Galleon’s free NTP Server Checker allows you to check the following items
* IP address – the time server you are checking.
* NTP Version
* Reference timestamp (the prime epoch ) used by NTP to work out the time from this set point
* Round trip delay (the time it takes request to arrive and come back in milliseconds)
* Local clock offset – time difference between host and client
* Leap indicator (if there is to be a leap second that day – normally only on 31 December)
* Mode 3 – indicates a client request
* Stratum level – which stratum level the NTP server is (a stratum 1 server receives the time from an atomic clock source a stratum 2 server receives the time from a stratum 1 server)
* Poll Interval (Will be 1 as only 1 requests is made by the SNTP client)

•••••

### Problem a
Copy the rows word for word, from the first row through the line containing "M 0 169 L 29".

•••••

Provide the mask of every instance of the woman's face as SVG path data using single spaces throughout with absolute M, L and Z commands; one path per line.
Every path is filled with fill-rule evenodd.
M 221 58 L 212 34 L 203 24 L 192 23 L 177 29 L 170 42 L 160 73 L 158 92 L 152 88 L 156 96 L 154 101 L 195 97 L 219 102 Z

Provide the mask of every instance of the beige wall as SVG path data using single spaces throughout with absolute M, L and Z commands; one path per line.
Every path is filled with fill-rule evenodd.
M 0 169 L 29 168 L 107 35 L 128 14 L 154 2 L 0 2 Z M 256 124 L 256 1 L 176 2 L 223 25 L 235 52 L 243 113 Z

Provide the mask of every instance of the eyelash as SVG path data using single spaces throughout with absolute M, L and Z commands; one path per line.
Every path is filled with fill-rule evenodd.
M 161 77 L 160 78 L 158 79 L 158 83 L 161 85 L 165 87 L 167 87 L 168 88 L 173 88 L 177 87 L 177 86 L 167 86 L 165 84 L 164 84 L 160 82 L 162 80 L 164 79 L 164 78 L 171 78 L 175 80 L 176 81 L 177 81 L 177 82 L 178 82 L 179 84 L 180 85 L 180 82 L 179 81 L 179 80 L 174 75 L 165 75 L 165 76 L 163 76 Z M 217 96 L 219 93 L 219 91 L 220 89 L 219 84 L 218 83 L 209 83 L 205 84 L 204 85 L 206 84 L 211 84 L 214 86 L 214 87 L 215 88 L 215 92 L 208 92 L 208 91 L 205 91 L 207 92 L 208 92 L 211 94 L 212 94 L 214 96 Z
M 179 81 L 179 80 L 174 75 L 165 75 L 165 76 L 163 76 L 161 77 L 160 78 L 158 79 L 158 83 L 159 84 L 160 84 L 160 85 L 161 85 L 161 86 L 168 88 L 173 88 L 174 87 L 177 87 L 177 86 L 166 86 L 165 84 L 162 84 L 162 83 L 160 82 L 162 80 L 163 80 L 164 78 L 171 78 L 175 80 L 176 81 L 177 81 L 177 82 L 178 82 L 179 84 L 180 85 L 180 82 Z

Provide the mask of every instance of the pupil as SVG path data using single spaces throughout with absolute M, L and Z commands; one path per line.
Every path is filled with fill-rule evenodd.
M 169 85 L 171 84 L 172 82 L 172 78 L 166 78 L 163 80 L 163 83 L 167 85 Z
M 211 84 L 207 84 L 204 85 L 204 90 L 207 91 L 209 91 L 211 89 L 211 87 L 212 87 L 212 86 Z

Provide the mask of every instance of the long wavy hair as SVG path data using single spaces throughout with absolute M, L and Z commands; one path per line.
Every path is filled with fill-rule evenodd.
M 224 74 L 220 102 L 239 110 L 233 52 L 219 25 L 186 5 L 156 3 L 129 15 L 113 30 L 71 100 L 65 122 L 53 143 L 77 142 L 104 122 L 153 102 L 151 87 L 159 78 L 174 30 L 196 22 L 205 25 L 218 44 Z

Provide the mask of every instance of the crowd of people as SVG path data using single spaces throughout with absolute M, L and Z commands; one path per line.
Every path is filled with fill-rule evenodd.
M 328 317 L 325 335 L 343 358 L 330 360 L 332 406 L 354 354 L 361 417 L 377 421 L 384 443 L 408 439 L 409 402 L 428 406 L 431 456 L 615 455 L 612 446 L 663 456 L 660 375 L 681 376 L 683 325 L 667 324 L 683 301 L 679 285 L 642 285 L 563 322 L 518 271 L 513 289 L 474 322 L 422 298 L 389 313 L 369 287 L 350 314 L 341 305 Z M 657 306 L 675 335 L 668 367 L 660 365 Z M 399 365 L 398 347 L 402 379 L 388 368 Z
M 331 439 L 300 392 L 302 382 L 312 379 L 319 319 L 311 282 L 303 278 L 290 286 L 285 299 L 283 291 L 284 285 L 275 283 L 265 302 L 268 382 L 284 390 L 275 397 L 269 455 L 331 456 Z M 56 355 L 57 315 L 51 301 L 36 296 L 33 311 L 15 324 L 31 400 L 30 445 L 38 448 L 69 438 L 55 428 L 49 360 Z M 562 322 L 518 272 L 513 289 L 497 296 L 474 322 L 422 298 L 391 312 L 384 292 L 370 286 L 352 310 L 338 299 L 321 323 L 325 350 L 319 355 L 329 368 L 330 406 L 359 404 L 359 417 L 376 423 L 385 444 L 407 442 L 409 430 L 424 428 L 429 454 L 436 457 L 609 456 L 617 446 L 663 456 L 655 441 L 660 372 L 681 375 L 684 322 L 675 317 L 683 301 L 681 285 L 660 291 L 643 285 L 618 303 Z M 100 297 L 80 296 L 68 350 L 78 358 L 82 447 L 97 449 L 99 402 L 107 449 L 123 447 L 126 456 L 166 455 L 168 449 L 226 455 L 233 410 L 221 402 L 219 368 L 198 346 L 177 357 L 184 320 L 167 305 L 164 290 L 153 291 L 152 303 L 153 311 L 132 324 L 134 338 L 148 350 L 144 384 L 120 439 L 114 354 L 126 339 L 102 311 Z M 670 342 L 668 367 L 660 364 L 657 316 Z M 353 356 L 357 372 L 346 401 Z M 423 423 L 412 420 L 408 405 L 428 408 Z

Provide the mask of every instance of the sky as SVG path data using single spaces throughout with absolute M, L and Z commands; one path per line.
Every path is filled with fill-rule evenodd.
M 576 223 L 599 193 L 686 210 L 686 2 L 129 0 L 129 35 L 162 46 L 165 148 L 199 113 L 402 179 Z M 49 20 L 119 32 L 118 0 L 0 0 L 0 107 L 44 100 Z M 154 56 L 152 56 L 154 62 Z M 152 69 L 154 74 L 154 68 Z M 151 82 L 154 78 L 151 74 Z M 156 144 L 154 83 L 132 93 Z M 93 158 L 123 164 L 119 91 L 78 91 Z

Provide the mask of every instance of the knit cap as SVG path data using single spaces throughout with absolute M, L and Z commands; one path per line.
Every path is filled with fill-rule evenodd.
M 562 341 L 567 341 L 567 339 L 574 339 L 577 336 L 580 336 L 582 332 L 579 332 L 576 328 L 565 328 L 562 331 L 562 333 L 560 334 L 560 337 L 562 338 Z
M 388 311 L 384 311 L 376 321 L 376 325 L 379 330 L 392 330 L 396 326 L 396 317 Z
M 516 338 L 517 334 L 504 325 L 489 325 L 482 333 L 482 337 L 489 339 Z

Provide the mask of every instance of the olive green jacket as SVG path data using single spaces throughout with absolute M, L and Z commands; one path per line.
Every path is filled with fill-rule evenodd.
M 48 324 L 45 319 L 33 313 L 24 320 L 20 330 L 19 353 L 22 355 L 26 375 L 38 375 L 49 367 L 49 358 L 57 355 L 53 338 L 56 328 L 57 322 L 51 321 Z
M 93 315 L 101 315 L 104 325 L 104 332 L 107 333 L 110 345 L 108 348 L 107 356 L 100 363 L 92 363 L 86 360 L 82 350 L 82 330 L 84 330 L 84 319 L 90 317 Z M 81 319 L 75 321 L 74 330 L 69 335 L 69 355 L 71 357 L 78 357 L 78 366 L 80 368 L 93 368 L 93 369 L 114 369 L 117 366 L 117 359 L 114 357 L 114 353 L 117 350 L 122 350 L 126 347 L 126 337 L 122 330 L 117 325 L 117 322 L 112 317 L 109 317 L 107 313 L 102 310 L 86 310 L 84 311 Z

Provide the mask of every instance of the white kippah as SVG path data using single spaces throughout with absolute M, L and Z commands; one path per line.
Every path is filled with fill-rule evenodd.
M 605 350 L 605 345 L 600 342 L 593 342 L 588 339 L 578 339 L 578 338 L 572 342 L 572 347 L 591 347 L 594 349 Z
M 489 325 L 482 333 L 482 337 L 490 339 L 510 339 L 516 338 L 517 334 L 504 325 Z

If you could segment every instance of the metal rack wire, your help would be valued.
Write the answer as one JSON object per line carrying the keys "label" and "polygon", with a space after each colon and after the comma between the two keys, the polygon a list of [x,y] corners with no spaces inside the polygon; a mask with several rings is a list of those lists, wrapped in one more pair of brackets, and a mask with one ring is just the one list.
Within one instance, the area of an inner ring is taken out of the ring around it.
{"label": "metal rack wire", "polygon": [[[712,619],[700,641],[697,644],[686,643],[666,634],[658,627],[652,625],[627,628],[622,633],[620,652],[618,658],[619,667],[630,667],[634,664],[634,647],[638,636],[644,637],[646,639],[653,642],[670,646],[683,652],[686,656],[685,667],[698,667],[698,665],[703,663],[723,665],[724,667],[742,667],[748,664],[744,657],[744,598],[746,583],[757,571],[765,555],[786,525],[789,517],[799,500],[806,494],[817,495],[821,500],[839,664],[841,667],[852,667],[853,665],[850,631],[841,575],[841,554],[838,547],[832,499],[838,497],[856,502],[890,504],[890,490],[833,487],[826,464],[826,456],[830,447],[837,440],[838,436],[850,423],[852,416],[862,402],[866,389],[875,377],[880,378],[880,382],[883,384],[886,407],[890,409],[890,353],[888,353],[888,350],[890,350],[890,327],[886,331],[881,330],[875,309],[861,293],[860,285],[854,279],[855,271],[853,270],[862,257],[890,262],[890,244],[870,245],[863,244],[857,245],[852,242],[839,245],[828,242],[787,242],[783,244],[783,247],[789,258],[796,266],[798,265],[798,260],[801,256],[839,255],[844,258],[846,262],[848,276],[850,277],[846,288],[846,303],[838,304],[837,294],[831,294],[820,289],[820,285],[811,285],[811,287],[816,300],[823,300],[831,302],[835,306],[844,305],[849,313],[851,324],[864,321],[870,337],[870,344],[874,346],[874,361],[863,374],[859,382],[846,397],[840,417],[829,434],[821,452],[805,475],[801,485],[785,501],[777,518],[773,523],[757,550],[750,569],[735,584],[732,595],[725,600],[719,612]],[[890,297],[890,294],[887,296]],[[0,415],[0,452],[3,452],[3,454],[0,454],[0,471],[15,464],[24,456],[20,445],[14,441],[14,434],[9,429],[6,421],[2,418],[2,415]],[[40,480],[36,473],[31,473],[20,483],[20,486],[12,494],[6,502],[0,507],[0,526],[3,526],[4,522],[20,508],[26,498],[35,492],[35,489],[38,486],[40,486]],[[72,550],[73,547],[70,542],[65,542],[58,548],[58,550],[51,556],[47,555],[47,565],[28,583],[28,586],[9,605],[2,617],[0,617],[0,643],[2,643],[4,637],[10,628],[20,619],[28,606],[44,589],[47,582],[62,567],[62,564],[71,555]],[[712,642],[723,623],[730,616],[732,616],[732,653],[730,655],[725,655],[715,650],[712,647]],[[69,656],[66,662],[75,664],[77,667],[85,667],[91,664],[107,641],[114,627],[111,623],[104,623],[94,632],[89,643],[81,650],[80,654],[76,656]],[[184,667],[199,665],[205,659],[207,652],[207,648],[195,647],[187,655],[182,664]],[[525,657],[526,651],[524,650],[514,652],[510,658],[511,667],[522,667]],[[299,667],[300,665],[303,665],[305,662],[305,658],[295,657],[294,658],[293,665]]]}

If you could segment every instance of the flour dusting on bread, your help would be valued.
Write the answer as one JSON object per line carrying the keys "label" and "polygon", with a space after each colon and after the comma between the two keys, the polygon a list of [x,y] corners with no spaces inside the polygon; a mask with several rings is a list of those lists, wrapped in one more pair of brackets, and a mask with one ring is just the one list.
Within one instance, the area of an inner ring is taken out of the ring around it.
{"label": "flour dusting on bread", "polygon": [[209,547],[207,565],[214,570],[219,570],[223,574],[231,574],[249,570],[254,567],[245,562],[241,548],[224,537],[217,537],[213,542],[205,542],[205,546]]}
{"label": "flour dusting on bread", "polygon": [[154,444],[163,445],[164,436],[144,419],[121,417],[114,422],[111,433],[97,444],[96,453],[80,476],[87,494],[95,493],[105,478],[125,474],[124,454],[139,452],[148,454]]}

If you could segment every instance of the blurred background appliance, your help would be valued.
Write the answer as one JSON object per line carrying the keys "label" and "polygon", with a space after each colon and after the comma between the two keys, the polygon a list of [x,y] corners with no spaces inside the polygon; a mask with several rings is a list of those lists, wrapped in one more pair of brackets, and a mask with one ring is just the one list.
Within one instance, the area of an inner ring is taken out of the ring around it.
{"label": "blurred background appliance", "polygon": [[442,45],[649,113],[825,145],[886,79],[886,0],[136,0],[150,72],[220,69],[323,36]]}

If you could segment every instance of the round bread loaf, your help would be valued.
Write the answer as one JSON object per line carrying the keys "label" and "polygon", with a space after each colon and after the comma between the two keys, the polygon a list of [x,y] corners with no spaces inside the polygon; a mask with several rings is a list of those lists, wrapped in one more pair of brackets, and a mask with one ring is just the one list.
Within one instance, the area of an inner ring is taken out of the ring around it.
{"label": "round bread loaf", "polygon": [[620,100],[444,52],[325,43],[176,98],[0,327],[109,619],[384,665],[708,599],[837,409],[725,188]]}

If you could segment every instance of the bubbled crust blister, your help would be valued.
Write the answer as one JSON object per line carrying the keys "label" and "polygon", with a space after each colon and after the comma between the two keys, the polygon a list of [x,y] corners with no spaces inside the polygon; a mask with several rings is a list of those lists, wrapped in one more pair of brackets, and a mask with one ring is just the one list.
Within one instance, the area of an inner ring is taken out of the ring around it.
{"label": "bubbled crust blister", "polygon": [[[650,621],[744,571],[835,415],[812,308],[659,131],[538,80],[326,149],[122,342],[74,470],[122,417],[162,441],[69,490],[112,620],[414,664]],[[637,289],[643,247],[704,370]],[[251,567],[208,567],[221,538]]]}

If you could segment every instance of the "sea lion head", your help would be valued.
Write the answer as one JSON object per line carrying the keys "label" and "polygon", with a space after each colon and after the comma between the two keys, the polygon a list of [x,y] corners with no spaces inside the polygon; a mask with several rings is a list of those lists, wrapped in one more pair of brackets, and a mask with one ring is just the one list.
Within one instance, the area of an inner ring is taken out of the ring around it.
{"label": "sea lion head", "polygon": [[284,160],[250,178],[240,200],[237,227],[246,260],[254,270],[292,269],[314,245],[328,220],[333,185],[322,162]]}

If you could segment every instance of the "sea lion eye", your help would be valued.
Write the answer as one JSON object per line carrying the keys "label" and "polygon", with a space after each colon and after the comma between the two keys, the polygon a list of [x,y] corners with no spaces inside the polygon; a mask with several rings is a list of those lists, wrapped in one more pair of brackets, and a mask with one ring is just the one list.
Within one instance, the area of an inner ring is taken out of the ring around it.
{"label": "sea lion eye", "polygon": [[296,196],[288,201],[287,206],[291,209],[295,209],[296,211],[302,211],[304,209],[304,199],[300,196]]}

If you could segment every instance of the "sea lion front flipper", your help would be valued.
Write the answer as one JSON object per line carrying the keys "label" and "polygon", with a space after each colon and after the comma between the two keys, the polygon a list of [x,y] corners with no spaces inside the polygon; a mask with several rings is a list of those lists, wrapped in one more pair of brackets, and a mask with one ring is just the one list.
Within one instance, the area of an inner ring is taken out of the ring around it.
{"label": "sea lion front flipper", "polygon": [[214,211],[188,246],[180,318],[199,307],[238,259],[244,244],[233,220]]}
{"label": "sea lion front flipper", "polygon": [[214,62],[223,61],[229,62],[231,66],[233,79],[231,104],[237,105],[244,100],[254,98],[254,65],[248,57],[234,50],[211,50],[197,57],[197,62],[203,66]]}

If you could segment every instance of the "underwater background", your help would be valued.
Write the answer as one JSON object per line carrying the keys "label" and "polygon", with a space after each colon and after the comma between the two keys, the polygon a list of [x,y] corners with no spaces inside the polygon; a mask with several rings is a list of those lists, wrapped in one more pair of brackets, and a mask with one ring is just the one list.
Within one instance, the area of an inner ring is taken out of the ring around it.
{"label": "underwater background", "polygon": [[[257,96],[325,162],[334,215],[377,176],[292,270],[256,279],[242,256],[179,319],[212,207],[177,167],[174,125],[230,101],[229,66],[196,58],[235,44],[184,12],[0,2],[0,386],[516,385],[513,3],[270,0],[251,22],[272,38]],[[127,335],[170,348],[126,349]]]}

•••••

### Problem b
In the NTP Server Checker text, why will the Poll Interval be 1?

### Complete response a
Provide the mask of every instance of the woman's face as SVG path data using single spaces throughout with absolute M, L and Z commands; one path per line.
Every path is filled with fill-rule evenodd.
M 221 58 L 212 34 L 203 24 L 192 23 L 177 29 L 170 42 L 160 73 L 158 92 L 152 88 L 156 96 L 154 101 L 195 97 L 219 102 Z

Provide the mask of every instance of the beige wall as SVG path data using single spaces throughout with absolute M, L and Z commands; one path per line.
Every path is filled with fill-rule evenodd.
M 0 169 L 29 168 L 107 35 L 128 14 L 154 2 L 0 2 Z M 256 124 L 256 1 L 176 2 L 223 25 L 235 52 L 243 113 Z

### Complete response b
The Poll Interval will be 1 because the SNTP client makes only one request.